**SELECTED TEXT**
I really have to thank you for pointing this out. This is _very_
interesting. I am working with a few very serious Unix/Linux hacks
here and they had no idea.
With a well-designed set of firewall rules, it seems like this can give
you a _very_ secure firewall. Do you suppose this was an oversight on
the part of the folks who do linux distributions on which this works?
If not, it seems like it should be official. Maybe do a 'shutdown -f
now' to indicate that you want to shut down everything except the part
of the kernel that does the packet filtering/forwarding.
Or better yet, get the whole kernel onto a floppy disk, boot off that,
do the shutdown, then remove the floppy. Everything is in RAM.
Everytime you boot again w/ the floppy, you get a guaranteed unhacked
system.
Interesting.
allen
David Lang wrote:
>
> -----BEGIN PGP SIGNED MESSAGE-----
>
> With the 2.0 series kernels (you should _really_ be using 2.0.36 for
> security, 2.0.37 is due out in the near future) all you need to do is
> let
> the system boot, have your setup scripts run the ipfwadm commands to
> setup
> the filtering/masquerading rules and then run shutdown -h now. your
> system
> shuts down but the kernel is still running. I have done this with
> Slackware, with other distributions you will need to double check the
> shutdown scripts to make sure they do not disable int interfaces. The
> easy
> way to tell this is to start a ping on another machine, shutdown a
> test
> machine and if the ping continues you should be set. I know that
> Redhat
> specificly disables packet forwarding during shutdown and so I suspect
> that it shuts down the interfaces as well.
>
> David Lang
>
> On Thu, 11 Mar 1999, Allen Jantzen wrote:
>
> > Date: Thu, 11 Mar 1999 16:40:42 -0500
> > From: Allen Jantzen <[EMAIL PROTECTED]>
> > To: David Lang <[EMAIL PROTECTED]>
> > Cc: [EMAIL PROTECTED], [EMAIL PROTECTED]
> > Subject: Re: Linux Firewall solutions
> >
> > David Lang wrote:
> > >
> > > -----BEGIN PGP SIGNED MESSAGE-----
> > >
> > > I have several firewalls in use running on Linux for the following
> > > reasons
> > > (in no particular order)

**INFORMATION PROVIDED**
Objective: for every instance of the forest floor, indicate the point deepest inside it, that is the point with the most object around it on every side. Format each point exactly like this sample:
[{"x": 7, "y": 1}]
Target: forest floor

**REQUIRED TASKS**
**A)** Print everything in the firewall email from "With a well-designed" down to "Everything is in RAM.".
**B)** In the firewall email, which kernel version does David Lang say you should be using for security?
**C)** Pick up the firewall email where it stops and continue it.

**IN RESPONSE**
**A)**
With a well-designed set of firewall rules, it seems like this can give
you a _very_ secure firewall. Do you suppose this was an oversight on
the part of the folks who do linux distributions on which this works?
If not, it seems like it should be official. Maybe do a 'shutdown -f
now' to indicate that you want to shut down everything except the part
of the kernel that does the packet filtering/forwarding.
Or better yet, get the whole kernel onto a floppy disk, boot off that,
do the shutdown, then remove the floppy. Everything is in RAM.

**B)** 2.0.36

**C)**
> >
> > ...snip...
> >
> > > 4. with the 2.0 kernel series if you don't need proxys you can
> setup a
> > > firewall that configures itself and then halts the system. The
> kernel
> > > will
> > > continue to run and move your packets, but there is no userspace
> > > running
> > > for someone to crack into, with the 2.2. kernels that is not
> possible
> > > now,
> > > but people are working to re-enable it (the 2.2 kernel decides
> that if
> > > init dies the system needs to reboot and does so immediatly)
> >
> > This is very interesting. I have not heard of it. How do you
> enable
> > it?
> >
> > allen
> >
>
> "If users are made to understand that the system administrator's job
> is to
> make computers run, and not to make them happy, they can, in fact, be
> made
> happy most of the time. If users are allowed to believe that the
> system
> administrator's job is to make them happy, they can, in fact, never be
> made
> happy."
> - -Paul Evans (as quoted by Barb Dijker in "Managing Support Staff",
> LISA '97)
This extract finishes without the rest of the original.